• [DATA]:
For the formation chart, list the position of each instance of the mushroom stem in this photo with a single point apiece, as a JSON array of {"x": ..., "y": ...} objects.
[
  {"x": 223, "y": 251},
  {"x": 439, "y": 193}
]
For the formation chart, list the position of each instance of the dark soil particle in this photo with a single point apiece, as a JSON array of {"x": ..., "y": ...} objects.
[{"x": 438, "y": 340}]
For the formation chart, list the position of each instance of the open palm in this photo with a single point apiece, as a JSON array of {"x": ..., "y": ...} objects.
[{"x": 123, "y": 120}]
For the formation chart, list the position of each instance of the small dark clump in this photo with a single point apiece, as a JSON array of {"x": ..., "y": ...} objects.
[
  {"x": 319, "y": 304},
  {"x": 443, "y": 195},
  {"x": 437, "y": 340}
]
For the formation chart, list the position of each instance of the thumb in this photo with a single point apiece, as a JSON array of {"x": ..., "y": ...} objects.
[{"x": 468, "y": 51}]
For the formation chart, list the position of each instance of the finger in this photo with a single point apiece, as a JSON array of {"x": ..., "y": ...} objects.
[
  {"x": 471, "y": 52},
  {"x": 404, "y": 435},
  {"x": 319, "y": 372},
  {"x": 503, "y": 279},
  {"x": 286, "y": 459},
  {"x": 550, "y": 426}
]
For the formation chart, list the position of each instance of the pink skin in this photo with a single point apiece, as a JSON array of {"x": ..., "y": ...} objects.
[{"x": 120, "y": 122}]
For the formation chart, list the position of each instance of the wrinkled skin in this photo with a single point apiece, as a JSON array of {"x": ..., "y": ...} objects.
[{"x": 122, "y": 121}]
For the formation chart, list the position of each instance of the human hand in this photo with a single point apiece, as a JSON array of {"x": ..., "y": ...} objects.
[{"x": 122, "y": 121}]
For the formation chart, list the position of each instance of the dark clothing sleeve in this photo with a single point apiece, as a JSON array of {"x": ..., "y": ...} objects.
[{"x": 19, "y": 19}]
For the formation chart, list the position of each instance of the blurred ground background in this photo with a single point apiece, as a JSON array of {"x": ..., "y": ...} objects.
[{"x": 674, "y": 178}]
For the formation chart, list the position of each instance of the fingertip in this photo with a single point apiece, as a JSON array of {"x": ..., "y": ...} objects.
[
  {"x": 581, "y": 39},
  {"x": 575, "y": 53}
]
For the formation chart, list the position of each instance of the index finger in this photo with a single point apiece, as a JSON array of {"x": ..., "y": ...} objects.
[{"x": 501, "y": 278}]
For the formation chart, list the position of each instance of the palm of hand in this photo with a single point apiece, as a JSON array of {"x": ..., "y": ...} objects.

• [TASK GOAL]: The full set of entries above has to be restated exactly.

• [OUTPUT OF THE EXERCISE]:
For the formation chart, list the position of each instance of the mushroom stem in this photo with a single point apiece, as a JSON array of {"x": ..., "y": ...} objects.
[
  {"x": 223, "y": 251},
  {"x": 439, "y": 193}
]
For the formation chart, list the position of each instance of the dark soil particle in this photo with a single point apiece, as a JSON array of {"x": ..., "y": ...} objects.
[{"x": 438, "y": 340}]
For the formation chart, list the position of each instance of the open palm in this photo with a single point apiece, as a JSON array of {"x": ..., "y": ...} objects.
[{"x": 123, "y": 120}]
For the formation chart, list the position of each instance of the small dark clump in this photo with a single point apiece, as a JSON array of {"x": ..., "y": ...} objects.
[
  {"x": 319, "y": 304},
  {"x": 443, "y": 195},
  {"x": 437, "y": 340}
]
For the formation chart, list the position of each instance of the thumb in this photo with a single point apiece, as a JSON array of {"x": ..., "y": ...} objects.
[{"x": 468, "y": 51}]
For the formation chart, list the position of each instance of the finger in this photo with a single point apiece, as a JSON array of {"x": ..., "y": ...} objects.
[
  {"x": 471, "y": 52},
  {"x": 404, "y": 435},
  {"x": 319, "y": 372},
  {"x": 503, "y": 279},
  {"x": 286, "y": 459},
  {"x": 550, "y": 426}
]
For the formation chart, list the position of each instance of the pink skin in this photo with a single point apiece, as a JSON array of {"x": ..., "y": ...} objects.
[{"x": 120, "y": 122}]
For the formation chart, list the position of each instance of the wrinkled skin in this photo with a single point apiece, as a JSON array of {"x": ..., "y": ...} objects.
[{"x": 122, "y": 121}]
For the formation chart, list the position of each instance of the human hand in this photo with a single point apiece, as a JSON array of {"x": ..., "y": ...} objects.
[{"x": 122, "y": 121}]
For the formation chart, list the position of each instance of the dark clothing sleeve in this photo with a single point apiece, as a JSON array of {"x": ..., "y": ...} objects.
[{"x": 19, "y": 19}]
For the formation chart, list the position of each instance of the blurred ground background in this photo with a single point apiece, as a JSON array of {"x": ..., "y": ...} objects.
[{"x": 674, "y": 178}]
For the formation chart, list the position of each instance of the fingertip in this photo with a single point apiece, as a JSON array of {"x": ..., "y": ...} objects.
[
  {"x": 581, "y": 39},
  {"x": 575, "y": 53}
]
For the formation chart, list the position of each instance of the index finger in this photo with a single point apiece, as a JSON array of {"x": ..., "y": ...} objects.
[{"x": 501, "y": 278}]
For the formation chart, list the position of each instance of the palm of hand in this photo with a single point apiece, as a JSON array of {"x": ..., "y": ...} objects.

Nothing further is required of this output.